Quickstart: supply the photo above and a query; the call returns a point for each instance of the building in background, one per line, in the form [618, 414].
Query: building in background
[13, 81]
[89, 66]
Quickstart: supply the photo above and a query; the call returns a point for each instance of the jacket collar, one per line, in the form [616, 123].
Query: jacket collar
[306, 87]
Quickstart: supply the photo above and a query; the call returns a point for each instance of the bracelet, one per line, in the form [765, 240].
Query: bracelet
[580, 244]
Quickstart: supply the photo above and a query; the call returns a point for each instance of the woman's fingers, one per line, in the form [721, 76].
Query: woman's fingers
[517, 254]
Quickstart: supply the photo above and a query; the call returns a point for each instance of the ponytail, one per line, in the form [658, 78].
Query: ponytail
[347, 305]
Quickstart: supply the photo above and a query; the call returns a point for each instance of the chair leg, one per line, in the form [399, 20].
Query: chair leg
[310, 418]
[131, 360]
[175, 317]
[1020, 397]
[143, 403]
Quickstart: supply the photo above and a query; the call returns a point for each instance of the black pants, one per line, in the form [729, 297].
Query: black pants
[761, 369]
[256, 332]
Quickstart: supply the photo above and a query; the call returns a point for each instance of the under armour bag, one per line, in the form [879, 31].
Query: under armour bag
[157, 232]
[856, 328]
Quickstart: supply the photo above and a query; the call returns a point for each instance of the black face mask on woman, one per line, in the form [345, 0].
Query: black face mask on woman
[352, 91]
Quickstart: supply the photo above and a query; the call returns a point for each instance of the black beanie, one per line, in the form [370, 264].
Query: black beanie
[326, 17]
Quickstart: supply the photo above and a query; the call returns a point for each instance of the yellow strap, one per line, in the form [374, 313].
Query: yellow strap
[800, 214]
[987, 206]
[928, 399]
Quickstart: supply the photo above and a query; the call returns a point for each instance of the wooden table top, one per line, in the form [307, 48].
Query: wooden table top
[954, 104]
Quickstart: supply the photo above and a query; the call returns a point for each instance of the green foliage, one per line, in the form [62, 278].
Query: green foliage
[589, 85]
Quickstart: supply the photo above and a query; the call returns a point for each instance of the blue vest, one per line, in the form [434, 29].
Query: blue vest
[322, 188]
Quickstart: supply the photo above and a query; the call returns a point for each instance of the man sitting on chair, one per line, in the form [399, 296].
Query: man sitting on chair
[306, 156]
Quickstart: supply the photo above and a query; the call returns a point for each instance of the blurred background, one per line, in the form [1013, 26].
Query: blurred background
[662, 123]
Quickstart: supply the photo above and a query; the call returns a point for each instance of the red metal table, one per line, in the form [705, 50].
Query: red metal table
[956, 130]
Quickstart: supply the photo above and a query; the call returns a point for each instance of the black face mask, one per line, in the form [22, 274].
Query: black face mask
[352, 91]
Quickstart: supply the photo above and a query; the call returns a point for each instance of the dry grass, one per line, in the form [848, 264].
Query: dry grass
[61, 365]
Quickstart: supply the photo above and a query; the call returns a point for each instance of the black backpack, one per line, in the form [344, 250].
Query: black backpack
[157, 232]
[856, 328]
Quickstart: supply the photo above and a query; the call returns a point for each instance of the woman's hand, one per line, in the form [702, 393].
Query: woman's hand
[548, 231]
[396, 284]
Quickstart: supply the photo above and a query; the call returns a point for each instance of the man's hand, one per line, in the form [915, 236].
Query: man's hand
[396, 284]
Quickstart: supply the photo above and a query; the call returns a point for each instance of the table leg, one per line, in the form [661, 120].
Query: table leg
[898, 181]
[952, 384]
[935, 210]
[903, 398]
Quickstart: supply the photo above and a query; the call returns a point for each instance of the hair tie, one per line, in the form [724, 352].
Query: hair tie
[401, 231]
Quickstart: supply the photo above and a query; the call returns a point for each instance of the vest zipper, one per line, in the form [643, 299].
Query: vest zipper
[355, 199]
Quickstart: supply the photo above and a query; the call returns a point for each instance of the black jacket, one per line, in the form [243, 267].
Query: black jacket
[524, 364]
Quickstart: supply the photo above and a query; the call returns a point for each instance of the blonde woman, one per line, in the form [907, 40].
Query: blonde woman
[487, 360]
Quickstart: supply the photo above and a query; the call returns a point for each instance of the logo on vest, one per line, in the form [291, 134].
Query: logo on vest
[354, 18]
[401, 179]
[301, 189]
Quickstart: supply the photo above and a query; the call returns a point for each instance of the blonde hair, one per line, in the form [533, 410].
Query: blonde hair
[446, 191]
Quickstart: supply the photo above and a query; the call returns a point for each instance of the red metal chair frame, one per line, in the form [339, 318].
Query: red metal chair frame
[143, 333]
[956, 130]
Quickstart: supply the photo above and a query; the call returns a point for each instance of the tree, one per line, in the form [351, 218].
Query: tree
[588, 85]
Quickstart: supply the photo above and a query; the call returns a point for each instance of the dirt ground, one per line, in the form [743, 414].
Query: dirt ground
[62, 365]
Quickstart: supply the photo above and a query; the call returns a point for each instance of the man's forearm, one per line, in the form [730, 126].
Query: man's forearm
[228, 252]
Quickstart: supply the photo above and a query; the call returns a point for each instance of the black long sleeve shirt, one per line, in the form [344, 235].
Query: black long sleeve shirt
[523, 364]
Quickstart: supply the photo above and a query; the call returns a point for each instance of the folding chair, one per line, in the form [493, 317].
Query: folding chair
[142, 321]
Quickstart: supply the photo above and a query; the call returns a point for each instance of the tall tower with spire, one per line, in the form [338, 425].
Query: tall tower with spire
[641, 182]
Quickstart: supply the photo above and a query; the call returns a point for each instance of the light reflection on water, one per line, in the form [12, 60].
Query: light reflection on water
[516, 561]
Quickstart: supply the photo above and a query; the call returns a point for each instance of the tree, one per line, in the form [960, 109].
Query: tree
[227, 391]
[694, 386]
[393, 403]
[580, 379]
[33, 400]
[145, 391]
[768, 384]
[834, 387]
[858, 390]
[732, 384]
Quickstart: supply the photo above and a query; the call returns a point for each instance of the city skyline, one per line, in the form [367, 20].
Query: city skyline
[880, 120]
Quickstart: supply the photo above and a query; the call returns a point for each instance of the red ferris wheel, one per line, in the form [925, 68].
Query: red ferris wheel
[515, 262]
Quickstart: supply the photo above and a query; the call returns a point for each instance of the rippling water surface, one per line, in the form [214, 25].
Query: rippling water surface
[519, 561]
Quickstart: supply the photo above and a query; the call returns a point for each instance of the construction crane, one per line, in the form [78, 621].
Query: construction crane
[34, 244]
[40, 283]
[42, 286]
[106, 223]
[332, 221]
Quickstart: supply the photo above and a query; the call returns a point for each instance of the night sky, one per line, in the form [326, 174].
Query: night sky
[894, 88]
:::::
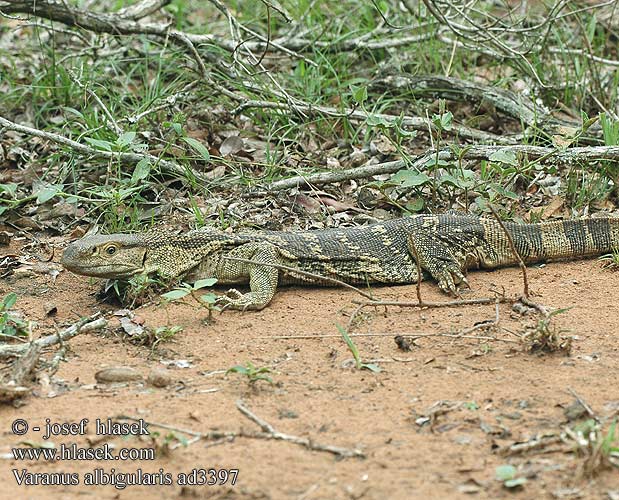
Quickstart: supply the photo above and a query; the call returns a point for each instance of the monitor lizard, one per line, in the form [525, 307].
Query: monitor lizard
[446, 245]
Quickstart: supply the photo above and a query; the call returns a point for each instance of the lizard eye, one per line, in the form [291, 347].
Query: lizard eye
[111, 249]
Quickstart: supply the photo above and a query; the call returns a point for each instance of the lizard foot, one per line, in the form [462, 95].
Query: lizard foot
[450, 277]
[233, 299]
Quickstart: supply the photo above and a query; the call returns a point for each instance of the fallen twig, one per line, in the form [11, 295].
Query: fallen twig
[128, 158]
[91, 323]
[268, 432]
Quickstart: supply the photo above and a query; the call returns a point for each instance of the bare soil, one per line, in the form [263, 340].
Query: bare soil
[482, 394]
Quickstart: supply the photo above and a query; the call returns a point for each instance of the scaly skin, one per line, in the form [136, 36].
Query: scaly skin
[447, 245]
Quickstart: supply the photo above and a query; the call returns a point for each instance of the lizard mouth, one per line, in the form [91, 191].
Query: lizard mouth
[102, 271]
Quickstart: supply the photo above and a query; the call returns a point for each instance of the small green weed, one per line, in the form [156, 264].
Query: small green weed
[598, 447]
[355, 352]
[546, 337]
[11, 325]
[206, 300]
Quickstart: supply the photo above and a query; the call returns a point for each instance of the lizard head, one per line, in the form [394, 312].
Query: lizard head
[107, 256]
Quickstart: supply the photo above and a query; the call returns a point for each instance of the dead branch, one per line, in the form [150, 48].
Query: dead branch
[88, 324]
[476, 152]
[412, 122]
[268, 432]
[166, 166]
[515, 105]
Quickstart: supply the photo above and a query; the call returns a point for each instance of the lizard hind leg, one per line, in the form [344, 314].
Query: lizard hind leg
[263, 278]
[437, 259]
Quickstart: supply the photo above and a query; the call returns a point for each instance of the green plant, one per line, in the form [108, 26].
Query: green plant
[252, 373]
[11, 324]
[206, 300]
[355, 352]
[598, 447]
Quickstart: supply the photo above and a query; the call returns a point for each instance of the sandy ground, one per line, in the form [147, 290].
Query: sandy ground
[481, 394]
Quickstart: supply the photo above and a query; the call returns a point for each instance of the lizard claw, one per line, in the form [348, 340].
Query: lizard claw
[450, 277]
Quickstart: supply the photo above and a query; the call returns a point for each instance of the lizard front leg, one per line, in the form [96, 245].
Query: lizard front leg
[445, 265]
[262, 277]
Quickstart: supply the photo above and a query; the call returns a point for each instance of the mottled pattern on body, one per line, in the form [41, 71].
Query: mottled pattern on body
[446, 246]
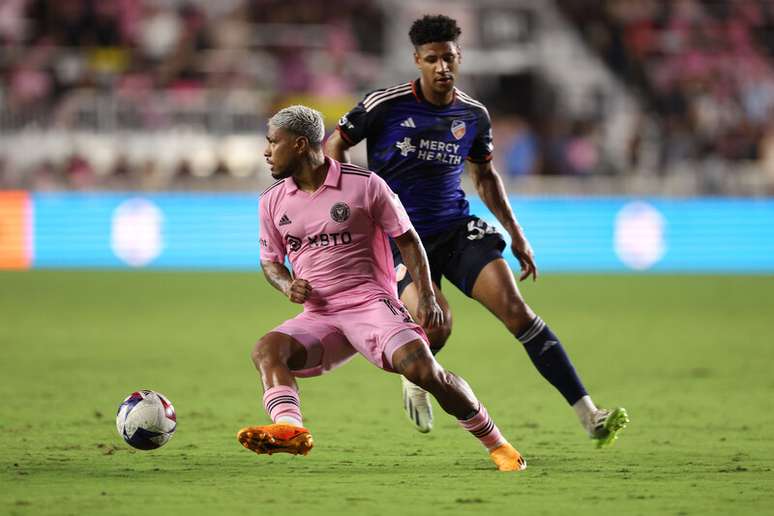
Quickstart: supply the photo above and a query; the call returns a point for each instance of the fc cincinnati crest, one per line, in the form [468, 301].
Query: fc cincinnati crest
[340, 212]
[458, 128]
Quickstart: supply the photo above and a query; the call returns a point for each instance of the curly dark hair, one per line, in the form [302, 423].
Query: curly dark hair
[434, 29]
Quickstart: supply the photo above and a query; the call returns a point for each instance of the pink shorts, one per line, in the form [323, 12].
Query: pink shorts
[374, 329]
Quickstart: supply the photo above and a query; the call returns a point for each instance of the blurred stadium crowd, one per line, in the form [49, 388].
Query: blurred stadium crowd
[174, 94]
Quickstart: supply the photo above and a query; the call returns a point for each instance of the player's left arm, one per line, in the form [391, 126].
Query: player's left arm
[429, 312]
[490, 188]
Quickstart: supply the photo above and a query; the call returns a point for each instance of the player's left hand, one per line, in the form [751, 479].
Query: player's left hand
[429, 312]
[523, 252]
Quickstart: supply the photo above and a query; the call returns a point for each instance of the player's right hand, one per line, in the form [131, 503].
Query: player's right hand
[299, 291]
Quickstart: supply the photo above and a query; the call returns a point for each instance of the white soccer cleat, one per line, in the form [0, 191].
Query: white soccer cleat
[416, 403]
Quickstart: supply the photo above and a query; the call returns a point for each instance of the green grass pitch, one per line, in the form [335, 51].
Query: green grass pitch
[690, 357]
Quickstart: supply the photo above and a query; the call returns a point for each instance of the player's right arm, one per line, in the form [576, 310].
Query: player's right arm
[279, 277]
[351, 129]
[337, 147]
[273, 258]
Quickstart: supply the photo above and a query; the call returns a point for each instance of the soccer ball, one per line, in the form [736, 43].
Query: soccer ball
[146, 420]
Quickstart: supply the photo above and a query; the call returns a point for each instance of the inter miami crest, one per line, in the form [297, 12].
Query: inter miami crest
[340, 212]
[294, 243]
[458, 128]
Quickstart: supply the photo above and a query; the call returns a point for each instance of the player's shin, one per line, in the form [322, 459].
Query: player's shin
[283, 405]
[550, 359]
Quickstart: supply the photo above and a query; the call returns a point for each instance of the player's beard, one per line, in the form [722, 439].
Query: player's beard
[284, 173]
:::::
(EXERCISE PROMPT)
Above are the records; from them, give again exactly the lines from the one containing "form [751, 479]." to the one containing "form [722, 439].", both lines included, and nothing more.

(FINAL ANSWER)
Quickstart: supply the photo above and a query; the call returns a point for each instance of the player's left hand, one per line, in the form [751, 479].
Query: player's left hand
[429, 312]
[523, 252]
Quickstart: supply the photo above and a query; the call returns a point for each instance of the player's right hand, one per line, in the form [131, 503].
Query: player's right hand
[299, 291]
Quickstart: supply the photo above and a query; the call returns a point for each instance of the white soccer cleat, one per line, in the form [0, 191].
Query: white soccer cleat
[416, 403]
Quickstart: supply the photo above and a query; the call returns a point for each instance of the green grass pitch, one per line, in the form [335, 51].
Query: green grass pitch
[690, 357]
Quickstart: supply the photo above and a query; the call returns a point for each instance of the player's right arm, one per line, in the form [576, 310].
Query: player's right arm
[279, 277]
[351, 129]
[337, 147]
[273, 258]
Quickstart: supply the photo above and a query; the call returns a point for each instance of the soccer ball, one per line, in the form [736, 43].
Query: soccer ball
[146, 420]
Quickstart: supply the photo above and a query; the call returns a point for each instance of the inter miami crest, one per line, in the form [297, 12].
Query: inter miami crest
[340, 212]
[294, 243]
[458, 128]
Quickstart: supply the photo above and a query; the call returns a point for each instance of the player's shin, one per line, in the form [322, 459].
Query: player's shin
[283, 405]
[550, 359]
Quickstart: supply the photo above and a query; the call returns a point for each instance of the player's beard, one per line, in the form [722, 439].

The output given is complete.